** Extracto **
···

Hoy me interesé en evaluar las apreciaciones que
podemos encontrar en la Internet, frente a los conceptos de Orgullo y Egoísmo.
Qué curioso ver que muchas de las explicaciones y
apreciaciones están dadas por observaciones de creyentes, y que sus conceptos están
soportados en sus creencias religiosas.
Sin embargo, aparte del concepto pasional de los
creyentes en tal o cual fe; me llamó poderosamente la atención algunos aspectos
literarios que enfocan consideraciones interesantes, para algunos como poco conocidas;
los hechos históricos muestran un siglo de quiebre, el siglo XVIII o el siglo
de Las Luces, pues, es en esta época cuando se enalteció el valor de la razón; basta de tiranías, superstición y mandatos
divinos; animémonos a pensar por nosotros mismos; el famoso ¡Sapere aude! de Immanuel
Kant: ¡Ten el
valor de servirte de tu propia razón!. Es decir, la libertad de hacer uso público
de su razón íntegramente, es el final de aquel ¡Nada
de razones!, impuesto por la religión dominante y los estados. Al tiempo, la revolución francesa puso a la libertad como valor primario e
innegociable, seguido inmediatamente por la igualdad y la fraternidad. Adam
Smith –considerado por muchos el padre de la economía, uno de sus grandes
aportes está en añadir un toque mágico a esta hermosa combinación entre Razón,
Libertad y Prosperidad: la colaboración. Sucede
que, a partir de la razón y la libertad individual se llega al progreso
colectivo. Es decir, cada uno siguiendo su propio interés –su propio bienestar- contribuye
al bienestar social.
Y en ese uso de la Razón, Libertad, Prosperidad y Colaboración,
muchos concluyen, que nadie realiza acciones que contribuyan al bienestar colectivo cuando las
mismas van a en contra de su bienestar individual; es estar dispuesto
a hacerse daño a sí mismo en pos de otro desconocido. Cada hombre es un fin en
sí mismo, no el medio para los fines de otros. Debe existir por su propio
esfuerzo, sin sacrificarse para otros ni sacrificar a otros para sí mismo. La
búsqueda de su propio interés racional y de su propia felicidad es el más alto
propósito moral de su vida.
Libertad, igualdad, fraternidad.
Estas tres palabras constituyen de por sí el programa de todo un orden social que
habría de promover el más absoluto progreso de la humanidad, en caso de que el
principio que ellas representan recibiera una aplicación integral. La
fraternidad, en la rigurosa acepción del término, resume todos los deberes
recíprocos de los hombres; significa devoción, abnegación, tolerancia,
benevolencia, indulgencia. Es la caridad evangélica por excelencia y la
aplicación de esta máxima: “Obrar para con los otros como nos gustaría que los
otros obraran para con nosotros”. Su opuesto es el egoísmo. La fraternidad sostiene: “Uno para todos y todos para
uno”. El egoísmo sostiene: “Cada uno para sí”. Como estas dos cualidades son
la negación una de otra, es tan imposible para el egoísta obrar fraternalmente
en relación con sus semejantes, como para un avaro ser generoso, así como para
un hombre de pequeña estatura alcanzar el tamaño de un hombre alto. Ahora bien,
dado que el egoísmo es la llaga que predomina en la sociedad, mientras este
impere soberanamente será imposible el reino de la verdadera fraternidad. Cada
uno la querrá para su provecho, y no querrá practicarla en provecho de los
otros, o si lo hiciere, será después de haberse asegurado de que no perderá
nada. (Allan Kardec. Obras Póstumas).

···

** Extractos de datos **
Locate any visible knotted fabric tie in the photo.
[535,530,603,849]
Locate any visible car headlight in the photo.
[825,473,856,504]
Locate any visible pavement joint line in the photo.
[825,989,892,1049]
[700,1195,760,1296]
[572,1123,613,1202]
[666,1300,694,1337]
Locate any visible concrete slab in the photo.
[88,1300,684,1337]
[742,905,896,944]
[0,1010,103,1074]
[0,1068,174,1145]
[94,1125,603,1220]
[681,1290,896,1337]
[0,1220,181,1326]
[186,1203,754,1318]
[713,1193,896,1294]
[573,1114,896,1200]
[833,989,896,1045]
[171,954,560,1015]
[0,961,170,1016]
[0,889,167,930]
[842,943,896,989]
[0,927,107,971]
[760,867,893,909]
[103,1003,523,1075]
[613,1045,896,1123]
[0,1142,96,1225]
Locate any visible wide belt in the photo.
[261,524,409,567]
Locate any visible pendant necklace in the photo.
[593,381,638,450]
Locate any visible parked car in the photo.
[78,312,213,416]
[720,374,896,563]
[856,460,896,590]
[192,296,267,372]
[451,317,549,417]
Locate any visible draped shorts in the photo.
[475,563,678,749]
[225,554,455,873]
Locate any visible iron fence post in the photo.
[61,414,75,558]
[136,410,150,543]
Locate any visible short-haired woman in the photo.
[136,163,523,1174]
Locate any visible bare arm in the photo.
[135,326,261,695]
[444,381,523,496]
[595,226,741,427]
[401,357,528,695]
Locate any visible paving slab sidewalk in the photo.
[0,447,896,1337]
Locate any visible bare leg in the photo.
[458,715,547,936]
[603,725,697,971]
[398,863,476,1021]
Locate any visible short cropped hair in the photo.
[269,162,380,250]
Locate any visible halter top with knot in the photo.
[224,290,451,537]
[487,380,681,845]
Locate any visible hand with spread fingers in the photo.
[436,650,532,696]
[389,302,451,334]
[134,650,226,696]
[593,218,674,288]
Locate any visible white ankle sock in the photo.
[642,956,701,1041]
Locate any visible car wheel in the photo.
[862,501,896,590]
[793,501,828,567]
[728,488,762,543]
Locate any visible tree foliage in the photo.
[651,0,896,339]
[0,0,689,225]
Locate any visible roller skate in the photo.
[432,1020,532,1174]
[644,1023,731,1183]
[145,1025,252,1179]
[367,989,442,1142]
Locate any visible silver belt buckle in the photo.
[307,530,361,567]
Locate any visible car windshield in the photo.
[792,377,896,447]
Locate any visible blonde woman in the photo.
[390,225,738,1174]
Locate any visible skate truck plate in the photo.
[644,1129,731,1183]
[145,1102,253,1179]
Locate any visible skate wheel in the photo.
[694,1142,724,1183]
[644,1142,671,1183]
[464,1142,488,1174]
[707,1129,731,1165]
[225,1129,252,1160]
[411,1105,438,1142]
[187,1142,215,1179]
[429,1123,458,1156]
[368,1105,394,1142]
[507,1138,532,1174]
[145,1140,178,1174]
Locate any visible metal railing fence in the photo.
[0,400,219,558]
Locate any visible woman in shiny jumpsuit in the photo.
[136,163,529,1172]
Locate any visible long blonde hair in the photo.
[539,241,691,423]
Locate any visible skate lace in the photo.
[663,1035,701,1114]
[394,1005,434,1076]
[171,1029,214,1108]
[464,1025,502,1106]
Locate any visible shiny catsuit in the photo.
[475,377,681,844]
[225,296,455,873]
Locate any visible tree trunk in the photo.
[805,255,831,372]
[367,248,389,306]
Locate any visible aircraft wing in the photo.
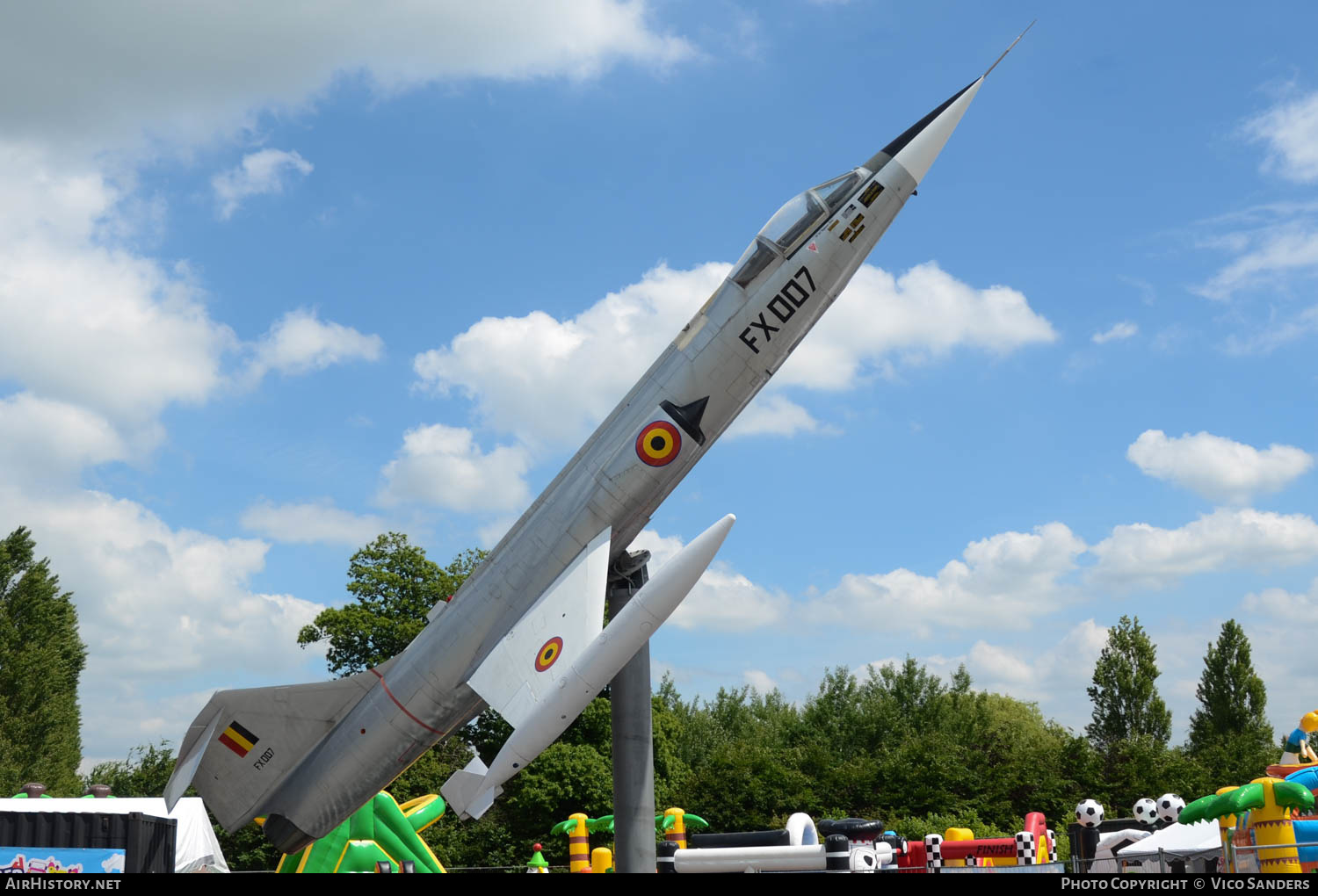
[468,529,612,727]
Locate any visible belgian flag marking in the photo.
[221,721,261,756]
[535,637,563,672]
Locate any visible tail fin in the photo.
[165,672,379,832]
[439,756,503,819]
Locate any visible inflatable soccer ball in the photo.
[1135,798,1157,825]
[1157,793,1185,822]
[1075,800,1107,827]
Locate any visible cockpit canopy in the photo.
[732,169,869,289]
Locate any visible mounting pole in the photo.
[609,551,656,874]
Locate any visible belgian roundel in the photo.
[637,421,682,466]
[535,637,563,672]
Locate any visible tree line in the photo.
[0,529,1278,870]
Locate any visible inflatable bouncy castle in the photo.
[276,792,445,874]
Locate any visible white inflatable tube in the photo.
[672,843,825,874]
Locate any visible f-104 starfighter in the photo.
[165,29,1020,853]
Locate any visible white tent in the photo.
[0,796,229,872]
[1117,819,1222,871]
[1089,827,1154,874]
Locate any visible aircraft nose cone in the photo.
[865,76,983,184]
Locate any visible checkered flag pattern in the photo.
[1017,830,1035,864]
[924,835,943,871]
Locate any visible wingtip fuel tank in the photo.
[169,39,1019,853]
[440,514,737,819]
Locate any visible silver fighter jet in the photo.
[165,31,1020,853]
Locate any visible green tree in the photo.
[1186,619,1278,784]
[298,532,485,677]
[0,527,87,796]
[1085,616,1172,754]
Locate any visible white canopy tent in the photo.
[1089,827,1154,874]
[1117,819,1222,871]
[0,796,229,872]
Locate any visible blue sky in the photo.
[0,0,1318,759]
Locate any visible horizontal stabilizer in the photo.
[439,756,503,820]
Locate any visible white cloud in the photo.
[1093,321,1141,345]
[211,149,314,221]
[630,529,791,632]
[0,393,129,481]
[414,263,1056,445]
[414,264,729,445]
[742,669,778,695]
[379,423,530,513]
[1126,430,1314,503]
[1090,509,1318,589]
[1244,91,1318,184]
[1241,579,1318,626]
[1226,305,1318,355]
[250,308,384,379]
[812,524,1086,638]
[240,498,387,547]
[0,153,237,426]
[775,261,1057,389]
[724,393,838,439]
[0,0,693,150]
[1194,220,1318,302]
[0,487,323,675]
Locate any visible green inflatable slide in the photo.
[276,792,445,874]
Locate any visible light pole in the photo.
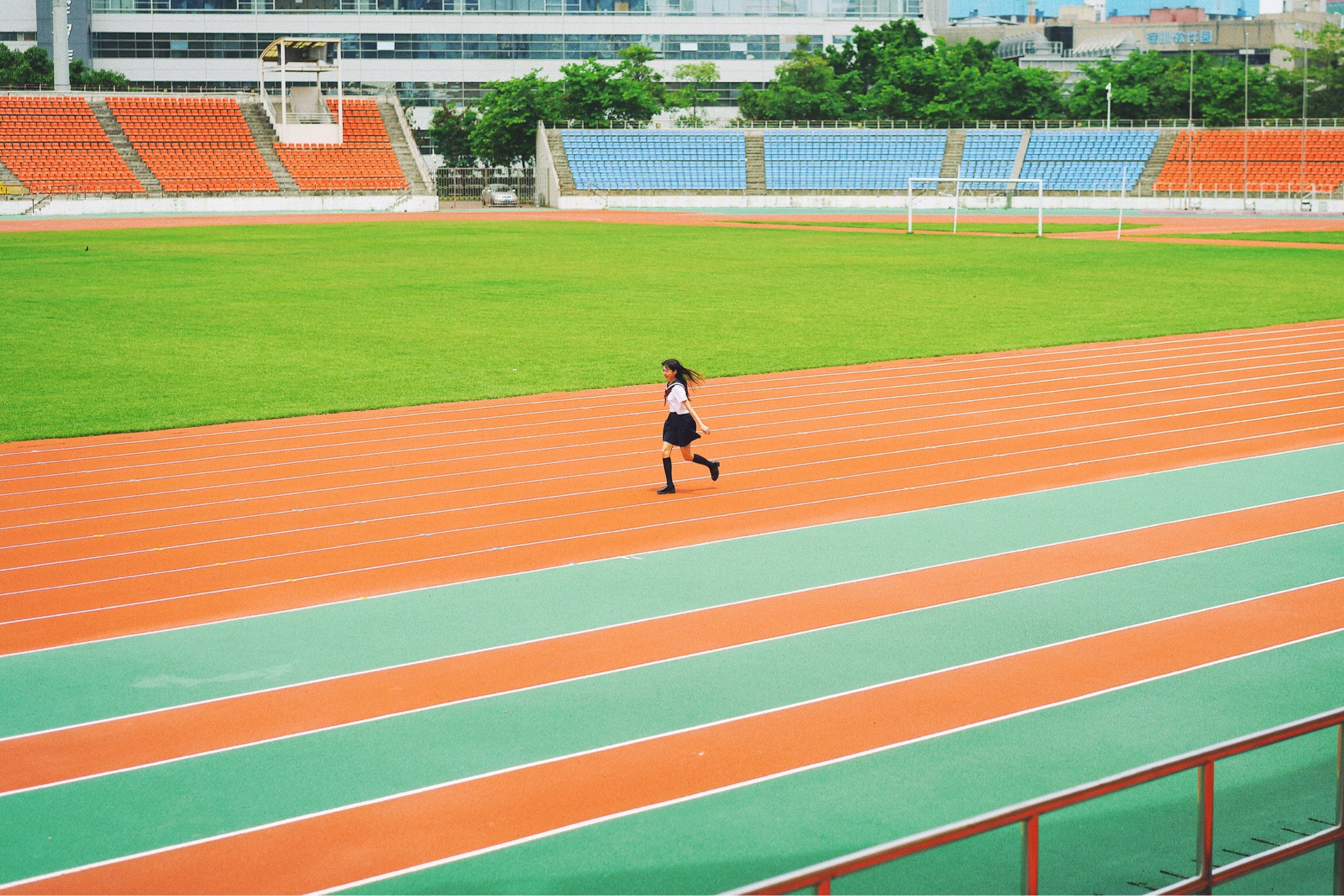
[1297,30,1312,192]
[1242,28,1251,194]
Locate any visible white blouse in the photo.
[664,383,691,414]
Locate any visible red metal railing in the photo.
[728,708,1344,893]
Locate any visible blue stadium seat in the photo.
[560,129,747,190]
[1020,129,1158,190]
[765,128,948,190]
[957,129,1023,190]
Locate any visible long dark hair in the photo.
[663,357,704,397]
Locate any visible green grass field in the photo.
[738,218,1156,234]
[1144,230,1344,243]
[0,222,1344,441]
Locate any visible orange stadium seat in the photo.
[276,100,406,190]
[108,96,280,193]
[1156,131,1344,192]
[0,96,145,193]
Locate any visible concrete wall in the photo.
[0,195,438,218]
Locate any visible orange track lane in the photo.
[8,407,1344,653]
[10,582,1344,893]
[0,318,1344,653]
[0,327,1344,486]
[0,368,1344,564]
[0,493,1344,792]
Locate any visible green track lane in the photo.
[0,445,1344,736]
[346,634,1344,893]
[0,524,1344,880]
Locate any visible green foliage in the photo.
[738,35,849,121]
[742,27,1063,122]
[70,59,131,90]
[0,45,131,90]
[0,43,55,87]
[1068,51,1293,127]
[471,71,563,165]
[0,220,1344,441]
[668,62,721,125]
[559,45,665,125]
[1281,22,1344,118]
[429,105,480,168]
[469,45,665,165]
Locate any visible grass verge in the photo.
[0,222,1344,441]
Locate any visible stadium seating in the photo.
[1156,131,1344,192]
[276,100,406,191]
[957,129,1023,190]
[0,96,145,193]
[108,96,277,193]
[560,131,747,190]
[1018,129,1158,190]
[765,129,948,190]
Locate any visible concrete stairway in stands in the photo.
[545,131,578,195]
[0,163,28,195]
[1137,129,1180,196]
[377,96,434,195]
[746,131,765,196]
[938,128,967,177]
[89,100,164,196]
[238,102,303,196]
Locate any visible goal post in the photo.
[906,177,1045,236]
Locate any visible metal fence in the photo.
[728,709,1344,895]
[434,168,536,205]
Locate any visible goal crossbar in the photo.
[906,177,1045,236]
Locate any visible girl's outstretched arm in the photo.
[681,399,709,436]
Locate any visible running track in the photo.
[0,321,1344,892]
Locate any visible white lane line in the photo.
[317,628,1344,896]
[0,321,1344,462]
[0,340,1339,502]
[0,405,1344,627]
[0,377,1344,575]
[8,394,1344,596]
[0,362,1340,540]
[0,586,1344,892]
[0,516,1344,796]
[0,440,1335,658]
[0,329,1340,482]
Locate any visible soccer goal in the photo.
[906,177,1045,236]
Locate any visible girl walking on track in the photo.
[659,357,719,495]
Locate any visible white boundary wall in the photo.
[570,191,1344,215]
[0,193,438,218]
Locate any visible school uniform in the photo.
[659,382,719,495]
[663,383,700,447]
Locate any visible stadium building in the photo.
[10,0,948,102]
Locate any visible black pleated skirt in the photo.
[663,414,700,447]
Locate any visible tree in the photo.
[1068,51,1292,127]
[429,105,478,168]
[668,62,719,127]
[0,45,131,90]
[560,45,665,123]
[0,43,55,87]
[1280,22,1344,118]
[738,35,848,121]
[471,70,564,165]
[70,59,131,90]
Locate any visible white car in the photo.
[481,184,517,205]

···

** Consigna 1 **
Traduce al inglés esta oración del texto sobre el egoísmo y la fraternidad: "Cada hombre es un fin en sí mismo, no el medio para los fines de otros."
** Consigna 2 **
Ofrece una continuación del texto sobre el egoísmo y la fraternidad que arranque justo después de su última oración.

** Resultado del ejercicio 1 **
Each man is an end in himself, not the means to the ends of others.

** Resultado del ejercicio 2 **
El egoísmo, la más grande de las inseguridades, nos
lleva a buscar la inseguridad en nosotros mismos, tratando de ser el centro del
universo y que todos los demás nos sirvan. El egoísta no sabe lo que significa
dar, y menos darse. El egoísta tampoco sabe recibir porque esto lo compromete a
dar. Se siente autosuficiente, busca que los demás le sirvan; pero ha de ser
como él quiere, no como los demás pueden. Por eso, no existe la gratitud en su
corazón. El egoísta siempre causará problemas y lágrimas a su alrededor por
motivos insignificantes. El egoísta hace sufrir a los demás porque dentro de sí
sufre un terrible drama. No se siente amado ni digno de amor.
El orgullo, es una sed desmedida de ambición que nos
hace entrar en competencia: ser más rico que el otro, más sabio que el
compañero, más capaz que el vecino, para demostrar la superioridad sobre los
demás. De esta manera se está siempre descontento. Si el lema del egoísta es:
“todo para mí”, el del orgulloso es: “yo soy superior a ti”. Siempre vive en
competencia pero no puede gozar sus triunfos porque sabe que están fabricados
con humo de vanagloria. Generalmente el orgulloso es muy tolerante con sus
defectos: siempre los excusa, los explica o los niega. Siempre tiene una razón
para justificarse, pero es muy exigente con las faltas y limitaciones de los
demás. Sus faltas nunca son faltas, pero las de los otros son inexcusables,
imperdonables e inolvidables.
Desde el momento en que cada uno piensa en sí mismo antes de pensar
en los otros, y que ante todo busca satisfacer sus propios deseos, intenta
naturalmente proporcionarse esa satisfacción a cualquier precio, y sacrifica
sin escrúpulo los intereses ajenos, sea en las más insignificantes como en las
más grandes cosas, tanto de orden moral como de orden material. De ahí resultan
todos los antagonismos sociales, todas las luchas, los conflictos y las
miserias, dado que cada individuo trata de despojar a su prójimo. Es sabido que
la mayor parte de las miserias de la vida tienen su origen en el egoísmo de los
hombres. (Allan Kardec. Obras Póstumas).
El egoísmo, a su vez, tiene su origen en el orgullo. La exaltación
de la personalidad lleva al hombre a que se considere superior a los otros. Al
suponerse con derechos superiores, se ve agraviado por todo lo que a su
entender constituye un atentado a sus derechos. La importancia que por orgullo
atribuye a su persona, lo vuelve naturalmente egoísta. (Allan Kardec. Obras Póstumas).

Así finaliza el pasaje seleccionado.